CONCEPT

The Indeterminacy of Translation

Quine’s proof that two complete translation manuals for a language can fit all possible behavioral evidence while assigning incompatible meanings—and that the words of a language model may refer to nothing more determinate than a human’s.

A linguist stands beside a native speaker in an unfamiliar jungle; a rabbit darts past; the speaker says “Gavagai”; and from this small scene Willard Van Orman Quine launched the most radical attack on meaning in the history of philosophy. The behavioral evidence—the pattern of assent and dissent across every possible situation—cannot decide whether “gavagai” means rabbit, undetached rabbit part, temporal stage of a rabbit, or the fusion of all rabbits. Each reading is compatible with every possible observation, because the speaker assents in exactly the same circumstances under all of them. There is no further fact that fixes the reference. This is the inscrutability of reference, and it underwrites the larger thesis of the indeterminacy of translation: one could construct two complete translation manuals for a language, each perfectly consistent with all behavioral evidence, that nonetheless assign incompatible meanings. Quine’s conclusion was not that we cannot discover the correct meaning—as though truth were hidden—but that there is no correct one to discover. Applied to large language models, the thesis lands with redoubled force: the model’s entire training signal is behavioral, it never stood beside the rabbit in the jungle, and so the question of what its word “rabbit” refers to has no more determinate answer than the linguist’s—possibly less, because the rabbit was never even present. The model’s semantic predicament is the human predicament with the dial turned, and that is not a comfort: it means the favorite question of the AI debate—“but does it really mean anything?”—may be, in Quine’s sense, a question with no fact of the matter behind it, for machines or for us.

SET PROBLEM 1
In the essay on the indeterminacy of translation, which four readings of "gavagai" does the behavioral evidence fail to decide among?
SET PROBLEM 2
Carry on the essay on the indeterminacy of translation, picking up right after its final sentence.

DATA LINES
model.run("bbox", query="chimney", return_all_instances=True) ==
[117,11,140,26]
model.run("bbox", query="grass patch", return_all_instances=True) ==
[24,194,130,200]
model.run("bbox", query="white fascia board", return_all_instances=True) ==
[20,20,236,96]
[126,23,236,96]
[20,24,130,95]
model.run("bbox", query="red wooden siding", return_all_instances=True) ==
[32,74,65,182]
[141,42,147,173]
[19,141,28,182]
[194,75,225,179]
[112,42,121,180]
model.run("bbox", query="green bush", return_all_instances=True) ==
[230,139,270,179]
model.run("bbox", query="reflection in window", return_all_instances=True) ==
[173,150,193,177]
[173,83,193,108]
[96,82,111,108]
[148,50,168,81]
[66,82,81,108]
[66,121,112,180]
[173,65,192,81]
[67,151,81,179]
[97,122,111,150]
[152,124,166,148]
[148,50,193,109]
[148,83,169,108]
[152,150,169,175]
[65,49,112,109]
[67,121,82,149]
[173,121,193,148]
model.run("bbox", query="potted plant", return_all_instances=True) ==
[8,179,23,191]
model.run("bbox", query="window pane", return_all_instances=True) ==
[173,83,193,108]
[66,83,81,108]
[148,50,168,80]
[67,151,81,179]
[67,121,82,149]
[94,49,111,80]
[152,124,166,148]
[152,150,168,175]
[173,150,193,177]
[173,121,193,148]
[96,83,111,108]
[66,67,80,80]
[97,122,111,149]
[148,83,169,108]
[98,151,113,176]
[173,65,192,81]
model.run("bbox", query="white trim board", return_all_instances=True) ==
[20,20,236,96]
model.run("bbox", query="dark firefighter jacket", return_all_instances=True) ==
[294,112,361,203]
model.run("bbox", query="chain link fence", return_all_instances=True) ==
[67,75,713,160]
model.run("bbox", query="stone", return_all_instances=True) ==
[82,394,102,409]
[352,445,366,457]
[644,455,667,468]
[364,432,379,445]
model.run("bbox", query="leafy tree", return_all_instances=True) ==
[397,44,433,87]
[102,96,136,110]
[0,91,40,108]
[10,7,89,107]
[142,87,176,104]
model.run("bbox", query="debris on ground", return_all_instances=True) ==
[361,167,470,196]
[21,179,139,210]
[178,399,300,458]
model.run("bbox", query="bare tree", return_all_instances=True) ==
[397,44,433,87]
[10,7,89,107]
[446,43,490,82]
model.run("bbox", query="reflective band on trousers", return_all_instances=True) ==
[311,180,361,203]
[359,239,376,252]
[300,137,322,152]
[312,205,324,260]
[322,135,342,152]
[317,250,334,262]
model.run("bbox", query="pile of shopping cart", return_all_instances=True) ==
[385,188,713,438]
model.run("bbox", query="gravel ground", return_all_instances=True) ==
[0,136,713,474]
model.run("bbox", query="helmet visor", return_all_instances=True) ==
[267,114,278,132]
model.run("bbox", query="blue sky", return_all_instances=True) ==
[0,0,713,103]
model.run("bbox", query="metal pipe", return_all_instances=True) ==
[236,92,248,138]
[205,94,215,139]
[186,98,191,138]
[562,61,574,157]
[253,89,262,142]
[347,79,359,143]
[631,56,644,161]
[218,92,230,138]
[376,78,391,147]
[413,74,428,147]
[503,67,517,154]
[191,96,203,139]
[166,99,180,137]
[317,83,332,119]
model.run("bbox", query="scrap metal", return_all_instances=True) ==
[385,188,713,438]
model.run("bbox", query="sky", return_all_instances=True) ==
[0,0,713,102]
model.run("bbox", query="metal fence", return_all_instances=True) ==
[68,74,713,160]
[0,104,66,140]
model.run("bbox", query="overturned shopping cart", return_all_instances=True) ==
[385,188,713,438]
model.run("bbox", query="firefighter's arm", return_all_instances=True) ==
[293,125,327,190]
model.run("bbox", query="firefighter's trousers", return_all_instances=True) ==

RESULT 1
Rabbit, undetached rabbit part, temporal stage of a rabbit, and the fusion of all rabbits.

RESULT 2
In the [YOU] on AI Field Guide

The cycle holds up the AI system as a mirror for human self-understanding, and no mirror is more unsettling than Quine’s. The machine’s apparent failure to grasp determinate meanings is, on his analysis, our own condition revealed—the indeterminacy we had been managing through shared practice and a shared world, now exposed by a system that has the practice (the distributional competence) without the world (the perceptual rootedness). The orange pill, in this frame, is not the comfortable discovery that the machine is fundamentally different from us but the less comfortable discovery that it is not as different as we wished, and that the features we thought were ours alone may have been less firmly ours than we supposed.

The practical upshot for the cycle is a recalibration of the question. Rather than asking whether the model has meaning (which Quine’s framework suggests has no determinate answer), the cycle asks about reliability and grounding: in what domains does the model’s output track the world reliably enough to be trusted, and in what domains does the lack of perceptual grounding produce the familiar failures—confabulation, stale claims, fluent error about how things actually are? These are empirical questions that the indeterminacy thesis frames rather than forecloses.

Origin

The indeterminacy of translation was developed in Quine’s 1960 masterwork Word and Object and followed from the combination of two earlier commitments: his holism (beliefs face experience only as a corporate body, not individually) and his behaviorism about meaning (there are no meanings in the mind, only dispositions to verbal behavior). If holism means no sentence has its own private confrontation with experience, and behaviorism means the totality of possible behavior is all the evidence there is for meaning, then meaning is underdetermined by all possible evidence—which is the indeterminacy thesis.

Quine carefully distinguished inscrutability of reference (the reference of an individual word cannot be fixed by behavioral evidence) from indeterminacy of translation (the meaning of a whole sentence cannot be fixed). The first is the more radical claim; the second follows. Both have been contested. Donald Davidson argued that charity in interpretation—the principle that we attribute to speakers the beliefs that make their assertions most rational—goes some distance toward fixing meaning. Quine replied that charity is itself one more convention imposed by the interpreter, not a discovery about the speaker’s mind, and so does not escape the indeterminacy.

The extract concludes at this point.